+++ Task inputs

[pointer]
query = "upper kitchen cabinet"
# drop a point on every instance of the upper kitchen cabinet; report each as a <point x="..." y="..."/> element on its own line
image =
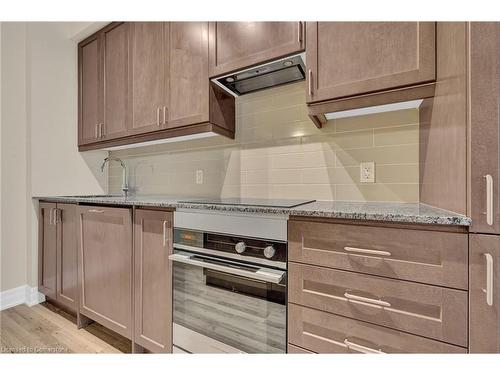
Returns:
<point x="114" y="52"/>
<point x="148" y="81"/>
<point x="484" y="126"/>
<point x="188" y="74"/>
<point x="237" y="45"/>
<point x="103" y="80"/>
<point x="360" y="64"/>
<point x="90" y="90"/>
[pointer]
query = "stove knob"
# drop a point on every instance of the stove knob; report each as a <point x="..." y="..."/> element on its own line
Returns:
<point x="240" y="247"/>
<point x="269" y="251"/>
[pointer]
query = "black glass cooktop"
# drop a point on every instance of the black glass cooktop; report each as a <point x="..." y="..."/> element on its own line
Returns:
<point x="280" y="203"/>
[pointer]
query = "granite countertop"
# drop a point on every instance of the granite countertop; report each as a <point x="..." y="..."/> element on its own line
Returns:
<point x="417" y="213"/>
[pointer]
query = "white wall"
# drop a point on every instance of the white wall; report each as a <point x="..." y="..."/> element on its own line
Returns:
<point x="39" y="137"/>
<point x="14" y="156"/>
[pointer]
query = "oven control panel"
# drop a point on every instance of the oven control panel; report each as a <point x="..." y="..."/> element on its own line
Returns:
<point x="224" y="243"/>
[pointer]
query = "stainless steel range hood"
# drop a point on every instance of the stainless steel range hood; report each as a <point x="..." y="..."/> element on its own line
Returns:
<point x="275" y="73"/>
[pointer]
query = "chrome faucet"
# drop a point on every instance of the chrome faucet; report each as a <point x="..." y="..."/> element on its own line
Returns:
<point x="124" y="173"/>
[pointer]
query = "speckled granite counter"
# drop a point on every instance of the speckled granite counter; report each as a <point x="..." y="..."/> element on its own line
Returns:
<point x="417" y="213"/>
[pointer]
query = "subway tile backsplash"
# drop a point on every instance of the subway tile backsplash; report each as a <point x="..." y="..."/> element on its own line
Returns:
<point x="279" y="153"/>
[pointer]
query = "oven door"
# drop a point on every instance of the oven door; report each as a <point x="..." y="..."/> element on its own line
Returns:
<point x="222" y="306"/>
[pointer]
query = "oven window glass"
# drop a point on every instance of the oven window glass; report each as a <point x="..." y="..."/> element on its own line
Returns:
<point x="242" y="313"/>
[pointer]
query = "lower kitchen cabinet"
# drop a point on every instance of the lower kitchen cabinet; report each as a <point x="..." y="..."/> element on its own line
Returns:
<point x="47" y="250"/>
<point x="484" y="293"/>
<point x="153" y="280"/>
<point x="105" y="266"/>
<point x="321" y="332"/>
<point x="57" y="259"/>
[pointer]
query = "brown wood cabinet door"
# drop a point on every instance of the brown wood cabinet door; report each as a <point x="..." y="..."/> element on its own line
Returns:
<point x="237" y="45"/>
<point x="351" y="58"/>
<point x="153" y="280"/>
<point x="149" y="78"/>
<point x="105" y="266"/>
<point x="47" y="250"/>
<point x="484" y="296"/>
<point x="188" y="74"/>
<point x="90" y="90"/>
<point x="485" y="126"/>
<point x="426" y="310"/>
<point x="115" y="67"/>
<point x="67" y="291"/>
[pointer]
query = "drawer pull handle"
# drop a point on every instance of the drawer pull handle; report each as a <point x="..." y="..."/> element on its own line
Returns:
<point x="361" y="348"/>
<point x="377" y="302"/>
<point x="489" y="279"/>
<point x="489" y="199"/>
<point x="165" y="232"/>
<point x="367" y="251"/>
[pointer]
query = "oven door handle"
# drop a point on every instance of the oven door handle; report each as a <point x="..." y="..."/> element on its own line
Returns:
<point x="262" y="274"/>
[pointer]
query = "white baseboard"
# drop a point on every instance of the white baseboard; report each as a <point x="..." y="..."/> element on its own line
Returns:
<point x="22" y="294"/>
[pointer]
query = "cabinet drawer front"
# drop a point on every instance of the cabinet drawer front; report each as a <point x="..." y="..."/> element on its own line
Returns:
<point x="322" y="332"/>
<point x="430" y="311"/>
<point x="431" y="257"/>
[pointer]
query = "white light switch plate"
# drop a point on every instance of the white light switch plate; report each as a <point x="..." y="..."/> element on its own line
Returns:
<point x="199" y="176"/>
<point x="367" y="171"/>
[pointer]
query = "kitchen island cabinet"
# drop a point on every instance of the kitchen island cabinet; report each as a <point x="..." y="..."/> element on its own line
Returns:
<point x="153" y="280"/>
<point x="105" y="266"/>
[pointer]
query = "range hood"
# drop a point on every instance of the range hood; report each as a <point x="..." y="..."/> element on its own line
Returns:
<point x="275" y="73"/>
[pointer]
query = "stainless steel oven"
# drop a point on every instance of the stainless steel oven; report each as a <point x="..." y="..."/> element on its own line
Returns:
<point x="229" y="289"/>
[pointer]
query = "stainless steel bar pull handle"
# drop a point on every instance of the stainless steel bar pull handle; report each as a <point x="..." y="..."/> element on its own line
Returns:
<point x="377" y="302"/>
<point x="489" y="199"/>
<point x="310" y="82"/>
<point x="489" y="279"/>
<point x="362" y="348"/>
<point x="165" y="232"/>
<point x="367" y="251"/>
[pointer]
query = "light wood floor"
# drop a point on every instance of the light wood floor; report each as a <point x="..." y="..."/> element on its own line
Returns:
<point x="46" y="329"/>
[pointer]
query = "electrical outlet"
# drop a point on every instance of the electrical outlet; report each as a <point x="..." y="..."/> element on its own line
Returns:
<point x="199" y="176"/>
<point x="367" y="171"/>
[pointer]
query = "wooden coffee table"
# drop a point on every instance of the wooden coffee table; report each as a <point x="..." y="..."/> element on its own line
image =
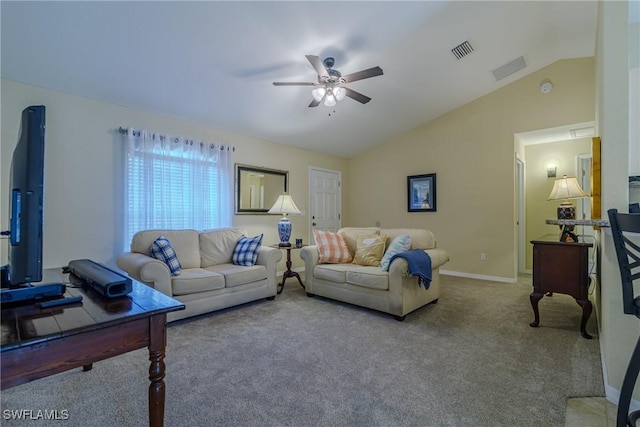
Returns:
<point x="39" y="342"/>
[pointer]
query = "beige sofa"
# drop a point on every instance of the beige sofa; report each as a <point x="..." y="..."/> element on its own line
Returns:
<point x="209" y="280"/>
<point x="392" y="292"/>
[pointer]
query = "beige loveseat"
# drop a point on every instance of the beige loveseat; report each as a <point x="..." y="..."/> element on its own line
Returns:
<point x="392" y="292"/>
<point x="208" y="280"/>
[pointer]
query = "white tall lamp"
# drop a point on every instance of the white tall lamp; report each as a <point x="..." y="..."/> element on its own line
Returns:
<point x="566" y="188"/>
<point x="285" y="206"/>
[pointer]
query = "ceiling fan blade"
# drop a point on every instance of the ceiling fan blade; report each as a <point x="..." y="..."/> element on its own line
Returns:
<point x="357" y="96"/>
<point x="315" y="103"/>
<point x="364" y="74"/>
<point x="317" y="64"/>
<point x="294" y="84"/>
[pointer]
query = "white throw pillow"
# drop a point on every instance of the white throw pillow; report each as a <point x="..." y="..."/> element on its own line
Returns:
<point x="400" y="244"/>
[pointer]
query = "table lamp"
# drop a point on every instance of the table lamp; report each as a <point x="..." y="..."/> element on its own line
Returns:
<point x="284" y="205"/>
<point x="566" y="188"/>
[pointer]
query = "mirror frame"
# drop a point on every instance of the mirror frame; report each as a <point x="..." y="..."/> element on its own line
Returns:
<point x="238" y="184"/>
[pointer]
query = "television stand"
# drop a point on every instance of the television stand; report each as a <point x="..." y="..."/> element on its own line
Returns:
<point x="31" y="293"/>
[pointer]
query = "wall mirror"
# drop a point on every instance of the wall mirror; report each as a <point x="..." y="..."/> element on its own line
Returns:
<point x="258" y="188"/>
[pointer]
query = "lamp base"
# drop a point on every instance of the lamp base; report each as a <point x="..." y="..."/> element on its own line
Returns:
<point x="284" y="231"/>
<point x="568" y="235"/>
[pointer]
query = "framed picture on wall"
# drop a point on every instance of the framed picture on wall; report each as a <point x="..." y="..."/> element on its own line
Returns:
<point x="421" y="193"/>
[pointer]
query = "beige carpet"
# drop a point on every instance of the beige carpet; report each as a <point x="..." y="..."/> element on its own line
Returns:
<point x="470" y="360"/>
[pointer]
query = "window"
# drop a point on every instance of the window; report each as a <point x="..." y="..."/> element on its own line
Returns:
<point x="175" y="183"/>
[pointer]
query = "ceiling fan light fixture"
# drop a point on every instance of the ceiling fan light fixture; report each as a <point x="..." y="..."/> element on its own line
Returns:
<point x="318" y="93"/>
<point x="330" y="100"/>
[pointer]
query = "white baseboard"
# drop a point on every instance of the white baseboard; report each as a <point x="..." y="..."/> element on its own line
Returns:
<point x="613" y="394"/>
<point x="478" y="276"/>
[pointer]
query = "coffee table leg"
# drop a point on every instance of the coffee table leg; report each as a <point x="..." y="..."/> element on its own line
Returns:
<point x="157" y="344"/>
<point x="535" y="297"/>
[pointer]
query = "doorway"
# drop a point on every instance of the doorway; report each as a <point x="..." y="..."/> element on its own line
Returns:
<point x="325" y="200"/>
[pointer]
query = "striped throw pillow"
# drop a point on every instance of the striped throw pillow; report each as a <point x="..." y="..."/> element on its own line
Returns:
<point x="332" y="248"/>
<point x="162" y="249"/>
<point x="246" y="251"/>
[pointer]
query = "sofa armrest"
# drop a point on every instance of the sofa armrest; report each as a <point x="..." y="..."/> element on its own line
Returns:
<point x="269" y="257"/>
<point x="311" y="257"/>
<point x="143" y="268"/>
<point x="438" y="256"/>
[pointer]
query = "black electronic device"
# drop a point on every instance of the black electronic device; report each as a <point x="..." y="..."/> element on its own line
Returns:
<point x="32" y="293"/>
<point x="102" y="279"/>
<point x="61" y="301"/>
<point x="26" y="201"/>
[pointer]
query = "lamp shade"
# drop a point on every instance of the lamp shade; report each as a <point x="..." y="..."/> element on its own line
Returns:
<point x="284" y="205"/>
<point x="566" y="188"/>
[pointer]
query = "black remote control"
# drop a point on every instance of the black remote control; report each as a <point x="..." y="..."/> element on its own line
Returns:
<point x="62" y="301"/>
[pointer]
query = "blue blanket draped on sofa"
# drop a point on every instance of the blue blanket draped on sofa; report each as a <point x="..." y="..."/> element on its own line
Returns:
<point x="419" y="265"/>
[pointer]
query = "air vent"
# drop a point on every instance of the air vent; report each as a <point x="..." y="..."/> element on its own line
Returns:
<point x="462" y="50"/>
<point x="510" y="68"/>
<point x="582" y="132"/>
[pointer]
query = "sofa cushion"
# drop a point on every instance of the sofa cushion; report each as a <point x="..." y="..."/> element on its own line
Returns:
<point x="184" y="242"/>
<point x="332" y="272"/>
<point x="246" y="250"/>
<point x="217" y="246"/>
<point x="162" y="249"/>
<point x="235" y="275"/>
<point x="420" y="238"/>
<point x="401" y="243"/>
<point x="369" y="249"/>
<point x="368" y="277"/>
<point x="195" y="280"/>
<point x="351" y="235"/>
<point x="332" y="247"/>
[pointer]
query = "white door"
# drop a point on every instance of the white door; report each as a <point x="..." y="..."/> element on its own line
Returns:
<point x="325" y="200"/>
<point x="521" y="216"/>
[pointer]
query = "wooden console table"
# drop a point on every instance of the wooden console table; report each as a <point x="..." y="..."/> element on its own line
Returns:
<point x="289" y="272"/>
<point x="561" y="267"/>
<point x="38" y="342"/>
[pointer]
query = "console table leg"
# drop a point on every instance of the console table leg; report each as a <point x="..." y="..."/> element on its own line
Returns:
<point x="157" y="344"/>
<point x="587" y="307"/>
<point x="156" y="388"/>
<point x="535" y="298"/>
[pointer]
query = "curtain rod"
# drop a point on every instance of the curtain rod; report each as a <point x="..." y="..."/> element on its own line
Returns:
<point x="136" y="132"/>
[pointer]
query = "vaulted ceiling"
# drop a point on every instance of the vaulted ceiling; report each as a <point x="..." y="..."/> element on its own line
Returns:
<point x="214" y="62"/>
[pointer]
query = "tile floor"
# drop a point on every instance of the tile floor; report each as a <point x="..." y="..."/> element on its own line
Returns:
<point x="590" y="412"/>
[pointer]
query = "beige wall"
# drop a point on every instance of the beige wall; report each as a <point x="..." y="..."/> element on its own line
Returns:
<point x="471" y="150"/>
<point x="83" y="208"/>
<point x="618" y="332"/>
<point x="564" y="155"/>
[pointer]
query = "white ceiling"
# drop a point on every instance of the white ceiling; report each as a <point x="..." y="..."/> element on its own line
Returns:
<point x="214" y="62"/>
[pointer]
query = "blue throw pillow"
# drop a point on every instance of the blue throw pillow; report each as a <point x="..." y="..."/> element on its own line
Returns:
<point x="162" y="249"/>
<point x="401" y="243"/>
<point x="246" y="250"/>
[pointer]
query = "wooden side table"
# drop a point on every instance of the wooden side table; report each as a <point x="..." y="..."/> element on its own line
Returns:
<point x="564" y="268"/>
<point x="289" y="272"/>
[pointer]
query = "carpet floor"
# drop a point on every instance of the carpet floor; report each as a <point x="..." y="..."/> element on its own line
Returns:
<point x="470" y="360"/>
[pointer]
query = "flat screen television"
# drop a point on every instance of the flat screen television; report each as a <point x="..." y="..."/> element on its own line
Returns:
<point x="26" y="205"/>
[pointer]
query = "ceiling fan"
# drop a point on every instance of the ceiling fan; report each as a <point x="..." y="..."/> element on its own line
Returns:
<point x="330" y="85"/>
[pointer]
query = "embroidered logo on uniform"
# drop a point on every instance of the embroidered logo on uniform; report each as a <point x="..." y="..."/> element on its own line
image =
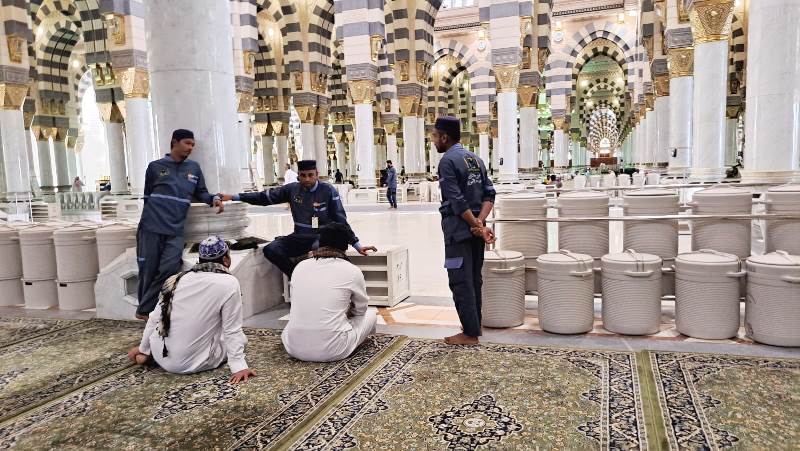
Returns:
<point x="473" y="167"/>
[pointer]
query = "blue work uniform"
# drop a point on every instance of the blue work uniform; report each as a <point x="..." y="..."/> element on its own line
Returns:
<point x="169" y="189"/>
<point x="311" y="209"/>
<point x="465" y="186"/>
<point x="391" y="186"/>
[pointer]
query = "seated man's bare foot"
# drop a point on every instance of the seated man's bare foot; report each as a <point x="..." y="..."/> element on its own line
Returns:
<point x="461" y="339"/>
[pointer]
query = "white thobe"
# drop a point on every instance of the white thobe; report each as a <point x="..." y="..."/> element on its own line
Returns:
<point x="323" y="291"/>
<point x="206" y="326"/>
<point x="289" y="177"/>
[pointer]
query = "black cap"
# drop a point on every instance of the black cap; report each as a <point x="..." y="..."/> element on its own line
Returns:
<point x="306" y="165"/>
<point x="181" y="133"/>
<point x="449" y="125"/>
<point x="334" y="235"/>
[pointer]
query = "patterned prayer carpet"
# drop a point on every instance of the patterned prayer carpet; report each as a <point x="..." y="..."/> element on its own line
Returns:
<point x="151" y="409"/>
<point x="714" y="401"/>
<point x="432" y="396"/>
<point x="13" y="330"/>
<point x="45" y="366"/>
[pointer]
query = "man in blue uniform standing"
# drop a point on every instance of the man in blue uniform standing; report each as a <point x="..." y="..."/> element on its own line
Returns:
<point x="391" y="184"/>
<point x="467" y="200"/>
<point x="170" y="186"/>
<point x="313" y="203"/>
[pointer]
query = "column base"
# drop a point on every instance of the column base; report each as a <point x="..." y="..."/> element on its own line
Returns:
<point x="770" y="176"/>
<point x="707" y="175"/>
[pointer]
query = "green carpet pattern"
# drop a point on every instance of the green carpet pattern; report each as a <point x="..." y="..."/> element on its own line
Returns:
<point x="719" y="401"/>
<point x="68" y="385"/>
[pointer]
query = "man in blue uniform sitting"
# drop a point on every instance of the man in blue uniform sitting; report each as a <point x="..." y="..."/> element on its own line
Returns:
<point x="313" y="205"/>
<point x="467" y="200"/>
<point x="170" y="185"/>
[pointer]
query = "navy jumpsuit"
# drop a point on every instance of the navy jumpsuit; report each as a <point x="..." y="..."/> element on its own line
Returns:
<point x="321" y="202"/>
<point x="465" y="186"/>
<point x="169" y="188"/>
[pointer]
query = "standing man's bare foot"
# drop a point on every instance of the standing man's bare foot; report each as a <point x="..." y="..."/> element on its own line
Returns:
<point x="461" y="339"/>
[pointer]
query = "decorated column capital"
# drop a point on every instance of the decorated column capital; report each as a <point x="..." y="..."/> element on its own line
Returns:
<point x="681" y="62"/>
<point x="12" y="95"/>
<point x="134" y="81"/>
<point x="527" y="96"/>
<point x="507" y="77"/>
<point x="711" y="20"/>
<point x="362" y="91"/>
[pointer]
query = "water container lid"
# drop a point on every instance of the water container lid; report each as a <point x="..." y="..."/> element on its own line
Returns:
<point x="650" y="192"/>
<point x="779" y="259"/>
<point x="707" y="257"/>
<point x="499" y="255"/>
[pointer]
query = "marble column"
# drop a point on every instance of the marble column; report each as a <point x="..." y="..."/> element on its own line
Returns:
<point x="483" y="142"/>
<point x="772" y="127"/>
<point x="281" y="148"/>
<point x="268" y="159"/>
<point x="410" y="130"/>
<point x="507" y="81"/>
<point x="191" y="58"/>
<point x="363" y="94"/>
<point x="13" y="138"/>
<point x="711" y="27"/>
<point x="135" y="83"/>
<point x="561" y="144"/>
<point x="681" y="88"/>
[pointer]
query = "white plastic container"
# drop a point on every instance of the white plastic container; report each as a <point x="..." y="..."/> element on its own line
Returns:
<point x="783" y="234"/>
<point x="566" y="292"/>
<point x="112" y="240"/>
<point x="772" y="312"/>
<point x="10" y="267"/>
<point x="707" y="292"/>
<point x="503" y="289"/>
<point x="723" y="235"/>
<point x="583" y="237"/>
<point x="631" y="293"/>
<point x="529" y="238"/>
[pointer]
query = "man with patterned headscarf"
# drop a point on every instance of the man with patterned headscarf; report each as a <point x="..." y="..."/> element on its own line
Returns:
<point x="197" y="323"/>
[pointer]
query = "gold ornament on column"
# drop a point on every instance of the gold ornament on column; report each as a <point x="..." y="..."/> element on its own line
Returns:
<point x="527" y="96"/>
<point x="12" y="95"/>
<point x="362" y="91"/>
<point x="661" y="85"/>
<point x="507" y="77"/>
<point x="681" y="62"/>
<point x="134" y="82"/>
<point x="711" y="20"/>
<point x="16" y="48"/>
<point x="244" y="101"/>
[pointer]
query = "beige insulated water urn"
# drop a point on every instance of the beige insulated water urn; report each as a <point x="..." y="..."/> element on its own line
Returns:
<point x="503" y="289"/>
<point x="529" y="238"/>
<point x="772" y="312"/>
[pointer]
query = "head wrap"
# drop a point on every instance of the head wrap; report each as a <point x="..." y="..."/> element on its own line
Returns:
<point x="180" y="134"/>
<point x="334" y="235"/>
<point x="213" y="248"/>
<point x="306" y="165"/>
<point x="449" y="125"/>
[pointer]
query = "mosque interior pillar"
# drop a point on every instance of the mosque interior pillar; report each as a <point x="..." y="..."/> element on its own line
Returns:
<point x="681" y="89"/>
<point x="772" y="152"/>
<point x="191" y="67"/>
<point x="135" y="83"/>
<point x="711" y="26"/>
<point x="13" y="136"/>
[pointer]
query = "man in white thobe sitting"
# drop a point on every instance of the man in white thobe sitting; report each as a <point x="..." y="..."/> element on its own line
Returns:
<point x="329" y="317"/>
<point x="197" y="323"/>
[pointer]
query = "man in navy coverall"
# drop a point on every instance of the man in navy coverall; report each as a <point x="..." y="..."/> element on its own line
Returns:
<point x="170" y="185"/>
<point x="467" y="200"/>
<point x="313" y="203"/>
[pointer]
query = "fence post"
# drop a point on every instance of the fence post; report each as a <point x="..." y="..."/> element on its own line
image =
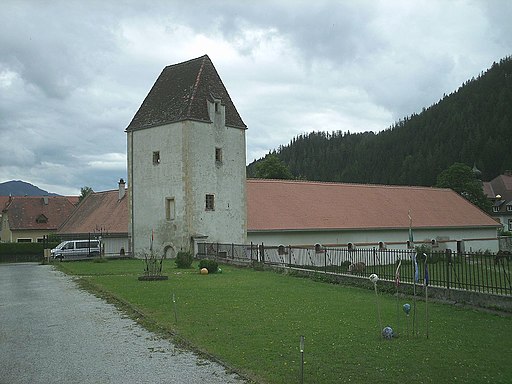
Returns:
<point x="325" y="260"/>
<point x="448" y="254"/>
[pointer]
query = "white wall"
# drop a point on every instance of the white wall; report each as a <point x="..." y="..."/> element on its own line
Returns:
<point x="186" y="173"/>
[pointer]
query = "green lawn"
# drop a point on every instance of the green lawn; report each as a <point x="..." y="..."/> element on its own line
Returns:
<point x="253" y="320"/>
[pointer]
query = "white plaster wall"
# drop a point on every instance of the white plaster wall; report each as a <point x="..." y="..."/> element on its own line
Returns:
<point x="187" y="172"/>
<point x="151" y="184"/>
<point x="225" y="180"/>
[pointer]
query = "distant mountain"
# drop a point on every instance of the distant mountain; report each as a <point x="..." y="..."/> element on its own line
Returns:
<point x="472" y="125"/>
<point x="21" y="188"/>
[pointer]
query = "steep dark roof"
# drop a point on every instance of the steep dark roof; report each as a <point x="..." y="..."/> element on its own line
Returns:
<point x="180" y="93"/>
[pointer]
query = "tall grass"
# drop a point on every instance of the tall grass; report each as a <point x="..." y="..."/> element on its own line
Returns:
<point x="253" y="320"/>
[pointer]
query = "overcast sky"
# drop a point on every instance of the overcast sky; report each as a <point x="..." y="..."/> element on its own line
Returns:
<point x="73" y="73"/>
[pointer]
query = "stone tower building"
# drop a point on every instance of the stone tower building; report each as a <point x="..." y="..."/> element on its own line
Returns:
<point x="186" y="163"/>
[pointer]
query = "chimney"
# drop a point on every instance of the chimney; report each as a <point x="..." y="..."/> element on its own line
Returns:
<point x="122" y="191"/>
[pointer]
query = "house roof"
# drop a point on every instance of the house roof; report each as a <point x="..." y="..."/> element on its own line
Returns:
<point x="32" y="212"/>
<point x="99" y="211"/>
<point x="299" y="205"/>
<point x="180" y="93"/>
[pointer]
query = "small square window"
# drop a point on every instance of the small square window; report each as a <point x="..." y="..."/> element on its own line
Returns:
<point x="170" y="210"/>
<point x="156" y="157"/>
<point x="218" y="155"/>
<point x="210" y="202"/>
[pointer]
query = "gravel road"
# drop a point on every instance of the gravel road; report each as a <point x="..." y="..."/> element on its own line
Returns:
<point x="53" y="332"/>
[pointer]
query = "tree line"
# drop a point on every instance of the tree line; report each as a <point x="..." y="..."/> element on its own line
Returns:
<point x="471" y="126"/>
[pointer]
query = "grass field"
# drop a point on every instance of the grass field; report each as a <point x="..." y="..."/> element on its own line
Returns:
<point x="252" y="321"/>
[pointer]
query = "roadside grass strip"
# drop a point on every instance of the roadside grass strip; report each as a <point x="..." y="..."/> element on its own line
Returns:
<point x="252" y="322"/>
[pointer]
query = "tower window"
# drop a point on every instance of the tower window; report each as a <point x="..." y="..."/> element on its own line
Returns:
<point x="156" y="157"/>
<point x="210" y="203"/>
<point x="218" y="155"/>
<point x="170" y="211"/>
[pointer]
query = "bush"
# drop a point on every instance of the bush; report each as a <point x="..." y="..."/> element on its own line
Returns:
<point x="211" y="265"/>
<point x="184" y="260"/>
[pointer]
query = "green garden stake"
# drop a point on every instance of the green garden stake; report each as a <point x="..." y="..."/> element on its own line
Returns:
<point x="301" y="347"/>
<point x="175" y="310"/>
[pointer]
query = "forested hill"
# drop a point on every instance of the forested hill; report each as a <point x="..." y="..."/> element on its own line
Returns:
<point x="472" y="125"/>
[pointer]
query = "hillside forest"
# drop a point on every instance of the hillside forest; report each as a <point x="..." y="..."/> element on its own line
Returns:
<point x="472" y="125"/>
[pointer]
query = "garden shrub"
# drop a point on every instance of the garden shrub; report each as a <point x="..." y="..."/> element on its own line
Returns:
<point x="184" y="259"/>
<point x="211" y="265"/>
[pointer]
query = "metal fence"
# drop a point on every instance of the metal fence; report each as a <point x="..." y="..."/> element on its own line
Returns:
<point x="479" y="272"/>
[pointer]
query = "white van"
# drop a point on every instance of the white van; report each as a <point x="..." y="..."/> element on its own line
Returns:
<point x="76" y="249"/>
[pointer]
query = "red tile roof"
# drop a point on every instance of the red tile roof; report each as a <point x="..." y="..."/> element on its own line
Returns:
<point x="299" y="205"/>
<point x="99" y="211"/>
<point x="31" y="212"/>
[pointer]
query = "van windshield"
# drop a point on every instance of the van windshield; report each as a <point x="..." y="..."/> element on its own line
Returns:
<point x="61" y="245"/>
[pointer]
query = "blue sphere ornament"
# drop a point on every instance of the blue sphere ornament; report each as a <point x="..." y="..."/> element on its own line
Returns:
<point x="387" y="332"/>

++++++

Written problem. Pick out each line of the material above that contains the string "post", and copy those lines.

Answer for this exercise.
query = "fence post"
# drop a point on every instance of the fence post; report each as a <point x="..." y="..."/> element on its own line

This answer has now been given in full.